OBJECTIVE: Tally the lines in the records below: how many contain the string "bank"? Reply with the number alone.

============

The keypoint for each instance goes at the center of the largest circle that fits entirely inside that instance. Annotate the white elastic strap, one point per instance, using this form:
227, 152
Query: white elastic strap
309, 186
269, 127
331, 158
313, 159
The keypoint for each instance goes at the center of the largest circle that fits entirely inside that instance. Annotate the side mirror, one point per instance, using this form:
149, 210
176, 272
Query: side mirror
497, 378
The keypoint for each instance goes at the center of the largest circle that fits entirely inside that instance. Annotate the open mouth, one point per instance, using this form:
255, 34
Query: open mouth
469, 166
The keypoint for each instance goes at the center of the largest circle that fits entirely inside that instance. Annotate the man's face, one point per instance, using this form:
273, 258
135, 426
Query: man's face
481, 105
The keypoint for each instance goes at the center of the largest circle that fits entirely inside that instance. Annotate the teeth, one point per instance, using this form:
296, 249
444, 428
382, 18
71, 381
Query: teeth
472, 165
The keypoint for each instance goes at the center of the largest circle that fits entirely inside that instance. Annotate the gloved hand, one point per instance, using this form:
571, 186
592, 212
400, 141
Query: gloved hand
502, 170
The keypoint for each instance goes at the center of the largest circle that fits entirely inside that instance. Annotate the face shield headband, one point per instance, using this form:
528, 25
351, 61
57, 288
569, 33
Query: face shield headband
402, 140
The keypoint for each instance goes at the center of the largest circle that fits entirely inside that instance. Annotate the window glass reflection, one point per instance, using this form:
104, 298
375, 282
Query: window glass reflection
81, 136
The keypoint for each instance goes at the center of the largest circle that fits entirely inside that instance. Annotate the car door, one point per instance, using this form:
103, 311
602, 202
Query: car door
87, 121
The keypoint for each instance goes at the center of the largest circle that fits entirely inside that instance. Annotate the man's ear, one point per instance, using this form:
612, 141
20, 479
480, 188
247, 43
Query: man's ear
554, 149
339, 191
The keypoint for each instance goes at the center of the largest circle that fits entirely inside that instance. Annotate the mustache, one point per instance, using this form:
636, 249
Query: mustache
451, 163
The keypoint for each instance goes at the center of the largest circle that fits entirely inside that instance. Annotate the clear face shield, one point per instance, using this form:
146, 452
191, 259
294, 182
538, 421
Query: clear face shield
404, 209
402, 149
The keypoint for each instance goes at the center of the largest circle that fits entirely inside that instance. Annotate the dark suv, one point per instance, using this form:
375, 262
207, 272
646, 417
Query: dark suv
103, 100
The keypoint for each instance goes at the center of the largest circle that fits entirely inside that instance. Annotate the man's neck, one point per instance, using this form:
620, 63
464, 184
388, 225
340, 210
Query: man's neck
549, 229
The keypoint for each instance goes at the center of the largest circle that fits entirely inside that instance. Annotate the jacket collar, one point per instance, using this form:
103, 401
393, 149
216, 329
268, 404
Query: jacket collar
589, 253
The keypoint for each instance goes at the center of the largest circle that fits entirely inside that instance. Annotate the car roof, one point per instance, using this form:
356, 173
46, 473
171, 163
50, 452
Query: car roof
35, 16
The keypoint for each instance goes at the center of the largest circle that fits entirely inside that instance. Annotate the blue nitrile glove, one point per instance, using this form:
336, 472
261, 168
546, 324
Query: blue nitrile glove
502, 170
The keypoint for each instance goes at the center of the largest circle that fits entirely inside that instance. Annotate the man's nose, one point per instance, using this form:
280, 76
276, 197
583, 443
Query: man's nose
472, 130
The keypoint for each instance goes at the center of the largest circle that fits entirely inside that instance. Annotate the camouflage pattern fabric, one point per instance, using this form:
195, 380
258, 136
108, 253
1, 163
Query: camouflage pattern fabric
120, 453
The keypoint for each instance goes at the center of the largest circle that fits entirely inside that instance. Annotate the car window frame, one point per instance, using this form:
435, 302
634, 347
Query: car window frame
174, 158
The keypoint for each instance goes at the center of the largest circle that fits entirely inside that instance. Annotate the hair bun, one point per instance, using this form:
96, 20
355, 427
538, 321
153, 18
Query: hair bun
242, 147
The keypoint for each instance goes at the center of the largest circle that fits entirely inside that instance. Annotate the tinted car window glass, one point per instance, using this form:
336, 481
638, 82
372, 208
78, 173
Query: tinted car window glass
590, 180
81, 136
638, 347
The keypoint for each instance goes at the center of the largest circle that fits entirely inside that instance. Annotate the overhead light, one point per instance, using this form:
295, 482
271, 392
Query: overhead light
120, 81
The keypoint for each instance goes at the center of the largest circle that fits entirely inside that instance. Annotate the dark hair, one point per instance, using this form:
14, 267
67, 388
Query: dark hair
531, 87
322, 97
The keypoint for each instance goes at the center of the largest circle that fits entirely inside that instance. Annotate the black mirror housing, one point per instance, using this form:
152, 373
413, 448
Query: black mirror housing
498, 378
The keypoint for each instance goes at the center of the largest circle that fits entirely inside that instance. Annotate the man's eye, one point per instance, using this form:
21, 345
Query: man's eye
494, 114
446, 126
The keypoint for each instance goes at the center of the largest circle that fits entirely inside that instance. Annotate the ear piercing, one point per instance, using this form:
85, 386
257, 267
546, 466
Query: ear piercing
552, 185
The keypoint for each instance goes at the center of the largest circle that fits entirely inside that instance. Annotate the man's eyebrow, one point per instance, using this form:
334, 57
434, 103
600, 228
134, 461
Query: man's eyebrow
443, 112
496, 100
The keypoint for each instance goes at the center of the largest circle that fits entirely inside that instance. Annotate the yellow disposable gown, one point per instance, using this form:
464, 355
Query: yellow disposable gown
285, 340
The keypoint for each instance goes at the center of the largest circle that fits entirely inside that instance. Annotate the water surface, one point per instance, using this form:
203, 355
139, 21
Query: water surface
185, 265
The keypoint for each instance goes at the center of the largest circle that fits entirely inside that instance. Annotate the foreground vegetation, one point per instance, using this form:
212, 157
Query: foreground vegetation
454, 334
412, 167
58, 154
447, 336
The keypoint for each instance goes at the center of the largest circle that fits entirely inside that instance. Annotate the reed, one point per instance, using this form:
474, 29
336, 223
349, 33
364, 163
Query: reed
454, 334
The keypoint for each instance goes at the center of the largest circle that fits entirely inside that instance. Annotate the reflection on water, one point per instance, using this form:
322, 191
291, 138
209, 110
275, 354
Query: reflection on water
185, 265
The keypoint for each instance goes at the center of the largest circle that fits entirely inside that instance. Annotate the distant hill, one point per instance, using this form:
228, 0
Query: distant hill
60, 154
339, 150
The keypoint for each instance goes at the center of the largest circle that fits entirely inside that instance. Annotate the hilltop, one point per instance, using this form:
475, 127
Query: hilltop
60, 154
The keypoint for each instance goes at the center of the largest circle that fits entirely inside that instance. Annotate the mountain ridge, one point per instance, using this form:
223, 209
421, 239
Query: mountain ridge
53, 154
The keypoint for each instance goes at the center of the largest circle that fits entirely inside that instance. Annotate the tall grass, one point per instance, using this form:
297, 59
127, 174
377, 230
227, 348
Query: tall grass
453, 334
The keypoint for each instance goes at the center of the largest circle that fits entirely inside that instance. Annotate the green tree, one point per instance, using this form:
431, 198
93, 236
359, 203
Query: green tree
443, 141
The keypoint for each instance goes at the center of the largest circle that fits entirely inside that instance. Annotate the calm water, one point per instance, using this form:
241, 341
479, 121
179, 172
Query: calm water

============

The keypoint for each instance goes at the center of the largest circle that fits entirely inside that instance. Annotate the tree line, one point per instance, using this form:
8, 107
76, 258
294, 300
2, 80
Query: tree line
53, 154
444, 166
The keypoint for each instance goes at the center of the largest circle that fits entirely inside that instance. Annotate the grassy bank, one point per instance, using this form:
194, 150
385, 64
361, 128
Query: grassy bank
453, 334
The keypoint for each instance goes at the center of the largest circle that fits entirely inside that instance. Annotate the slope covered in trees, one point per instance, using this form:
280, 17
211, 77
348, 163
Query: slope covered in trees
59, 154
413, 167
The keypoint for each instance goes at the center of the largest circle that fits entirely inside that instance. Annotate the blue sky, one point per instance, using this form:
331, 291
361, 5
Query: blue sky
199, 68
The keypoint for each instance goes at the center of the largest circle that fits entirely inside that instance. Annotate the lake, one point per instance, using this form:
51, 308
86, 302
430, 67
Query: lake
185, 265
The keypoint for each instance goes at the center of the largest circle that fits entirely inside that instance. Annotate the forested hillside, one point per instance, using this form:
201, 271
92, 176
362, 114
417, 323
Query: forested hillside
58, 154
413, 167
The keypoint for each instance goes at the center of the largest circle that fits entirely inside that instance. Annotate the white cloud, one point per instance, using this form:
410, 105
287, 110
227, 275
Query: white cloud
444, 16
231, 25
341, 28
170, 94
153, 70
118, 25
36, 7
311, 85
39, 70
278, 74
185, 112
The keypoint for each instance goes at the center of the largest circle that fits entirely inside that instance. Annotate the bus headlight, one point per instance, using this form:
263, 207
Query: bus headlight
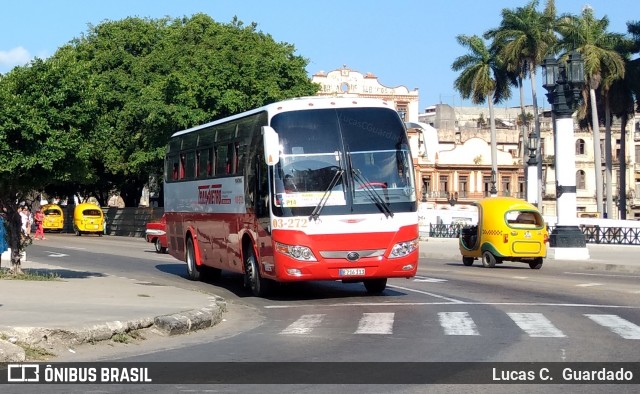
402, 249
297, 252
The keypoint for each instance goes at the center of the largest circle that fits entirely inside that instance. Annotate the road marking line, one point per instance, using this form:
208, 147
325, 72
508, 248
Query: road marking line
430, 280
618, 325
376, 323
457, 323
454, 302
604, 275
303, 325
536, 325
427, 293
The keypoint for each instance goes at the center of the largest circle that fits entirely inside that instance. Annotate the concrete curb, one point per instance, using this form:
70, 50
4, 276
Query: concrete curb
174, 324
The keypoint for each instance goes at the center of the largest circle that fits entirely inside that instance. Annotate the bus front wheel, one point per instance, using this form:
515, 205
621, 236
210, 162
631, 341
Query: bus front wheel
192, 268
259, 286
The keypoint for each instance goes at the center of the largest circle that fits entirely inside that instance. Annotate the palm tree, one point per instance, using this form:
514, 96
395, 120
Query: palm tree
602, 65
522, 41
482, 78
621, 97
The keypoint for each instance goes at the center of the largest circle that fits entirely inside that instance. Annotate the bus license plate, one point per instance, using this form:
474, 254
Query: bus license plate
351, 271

============

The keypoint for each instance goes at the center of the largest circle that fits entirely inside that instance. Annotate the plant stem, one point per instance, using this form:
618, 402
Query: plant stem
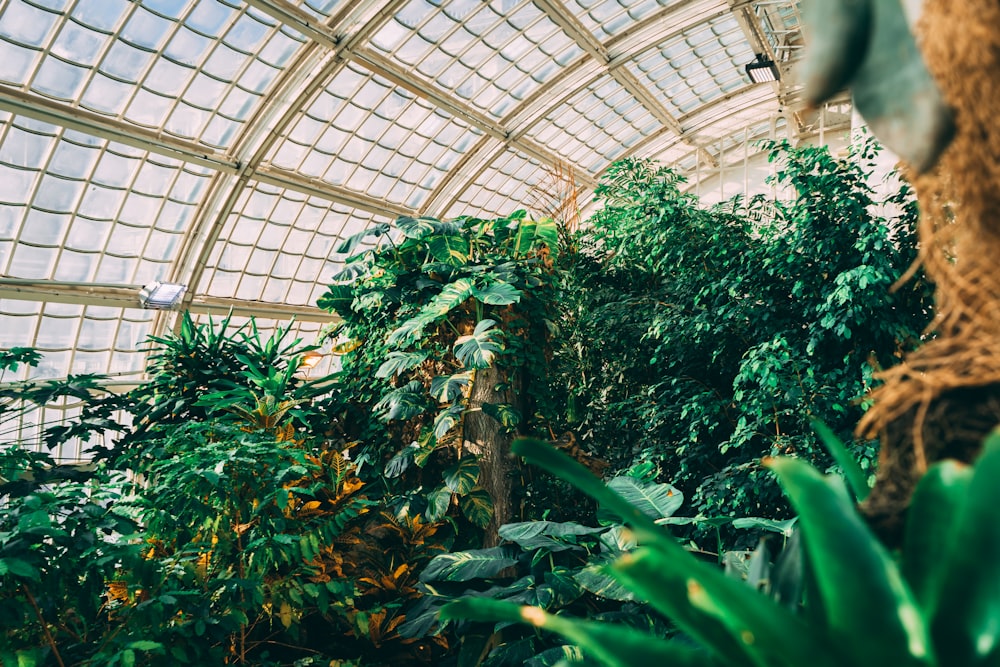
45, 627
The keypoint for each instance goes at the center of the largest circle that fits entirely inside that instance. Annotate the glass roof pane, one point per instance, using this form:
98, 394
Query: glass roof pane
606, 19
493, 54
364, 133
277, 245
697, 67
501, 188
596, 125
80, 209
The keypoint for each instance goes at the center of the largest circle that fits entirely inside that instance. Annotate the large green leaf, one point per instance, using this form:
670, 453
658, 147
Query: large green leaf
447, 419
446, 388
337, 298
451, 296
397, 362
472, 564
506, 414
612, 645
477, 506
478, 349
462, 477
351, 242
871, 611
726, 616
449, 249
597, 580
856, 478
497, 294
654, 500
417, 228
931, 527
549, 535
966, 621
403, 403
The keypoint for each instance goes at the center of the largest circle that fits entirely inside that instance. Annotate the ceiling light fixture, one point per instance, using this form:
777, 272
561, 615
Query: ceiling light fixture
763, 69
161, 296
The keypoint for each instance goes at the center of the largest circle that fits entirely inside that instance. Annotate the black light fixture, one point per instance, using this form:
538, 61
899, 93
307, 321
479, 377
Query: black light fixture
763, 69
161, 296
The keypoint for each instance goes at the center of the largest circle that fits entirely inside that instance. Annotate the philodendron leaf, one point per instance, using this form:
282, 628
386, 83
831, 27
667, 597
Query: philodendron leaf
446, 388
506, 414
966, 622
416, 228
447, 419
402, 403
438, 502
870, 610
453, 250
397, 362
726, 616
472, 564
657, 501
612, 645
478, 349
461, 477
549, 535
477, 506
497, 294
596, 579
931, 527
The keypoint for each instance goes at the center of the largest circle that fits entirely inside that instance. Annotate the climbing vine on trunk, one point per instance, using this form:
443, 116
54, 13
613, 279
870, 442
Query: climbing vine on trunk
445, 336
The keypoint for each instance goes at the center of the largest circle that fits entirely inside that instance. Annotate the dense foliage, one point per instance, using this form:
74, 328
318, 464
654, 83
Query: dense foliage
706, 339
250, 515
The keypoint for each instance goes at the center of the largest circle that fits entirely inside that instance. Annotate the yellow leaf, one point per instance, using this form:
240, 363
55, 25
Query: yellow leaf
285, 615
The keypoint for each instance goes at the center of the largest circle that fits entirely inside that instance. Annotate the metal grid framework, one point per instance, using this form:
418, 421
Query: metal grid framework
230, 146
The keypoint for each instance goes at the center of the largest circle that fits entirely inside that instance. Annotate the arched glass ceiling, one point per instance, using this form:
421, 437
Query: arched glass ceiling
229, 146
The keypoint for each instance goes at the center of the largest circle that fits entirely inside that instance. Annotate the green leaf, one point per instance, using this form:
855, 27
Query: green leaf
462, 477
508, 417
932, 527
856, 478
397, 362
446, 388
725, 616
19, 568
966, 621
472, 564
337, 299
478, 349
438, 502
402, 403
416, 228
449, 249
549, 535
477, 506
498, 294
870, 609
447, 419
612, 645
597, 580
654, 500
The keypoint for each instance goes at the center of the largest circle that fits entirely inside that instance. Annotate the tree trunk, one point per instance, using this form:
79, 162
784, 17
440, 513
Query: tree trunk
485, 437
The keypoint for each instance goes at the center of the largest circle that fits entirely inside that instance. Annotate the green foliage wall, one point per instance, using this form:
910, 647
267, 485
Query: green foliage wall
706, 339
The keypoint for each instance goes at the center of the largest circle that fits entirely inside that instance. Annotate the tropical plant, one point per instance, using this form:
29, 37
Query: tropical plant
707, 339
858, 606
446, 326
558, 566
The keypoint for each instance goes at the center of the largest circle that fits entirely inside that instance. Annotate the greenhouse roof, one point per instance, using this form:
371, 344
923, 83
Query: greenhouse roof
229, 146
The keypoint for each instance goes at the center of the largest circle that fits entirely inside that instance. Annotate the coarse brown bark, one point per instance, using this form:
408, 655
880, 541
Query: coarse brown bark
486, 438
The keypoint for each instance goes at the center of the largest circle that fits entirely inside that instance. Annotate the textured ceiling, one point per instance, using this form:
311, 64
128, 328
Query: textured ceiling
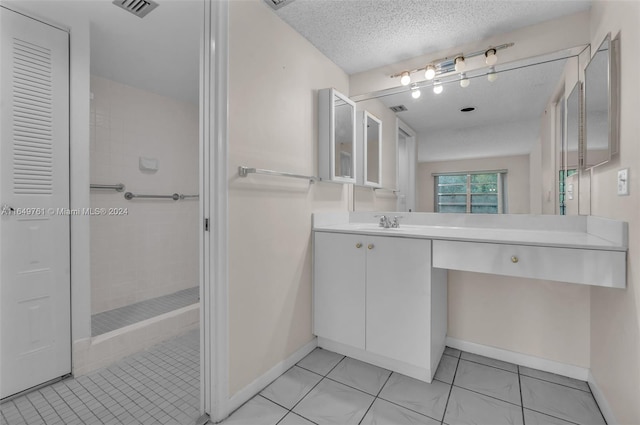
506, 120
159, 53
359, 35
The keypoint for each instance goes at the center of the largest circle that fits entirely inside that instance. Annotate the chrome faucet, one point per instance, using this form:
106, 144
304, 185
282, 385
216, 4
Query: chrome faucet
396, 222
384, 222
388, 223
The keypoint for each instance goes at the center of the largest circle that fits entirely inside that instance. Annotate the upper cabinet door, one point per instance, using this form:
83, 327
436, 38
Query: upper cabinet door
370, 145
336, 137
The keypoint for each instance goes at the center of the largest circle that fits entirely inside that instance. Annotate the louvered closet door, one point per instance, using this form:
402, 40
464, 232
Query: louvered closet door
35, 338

============

SOLUTION: 2